To do |
Each line from the one containing "# report the" through the final line of the data below must be repeated exactly.

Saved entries
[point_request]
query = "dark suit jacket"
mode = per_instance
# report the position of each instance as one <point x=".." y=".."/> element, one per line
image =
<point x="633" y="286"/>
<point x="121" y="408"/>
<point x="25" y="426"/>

Solution to this task |
# report the position of each instance as one <point x=".." y=".."/> element, one per line
image =
<point x="633" y="286"/>
<point x="121" y="408"/>
<point x="25" y="426"/>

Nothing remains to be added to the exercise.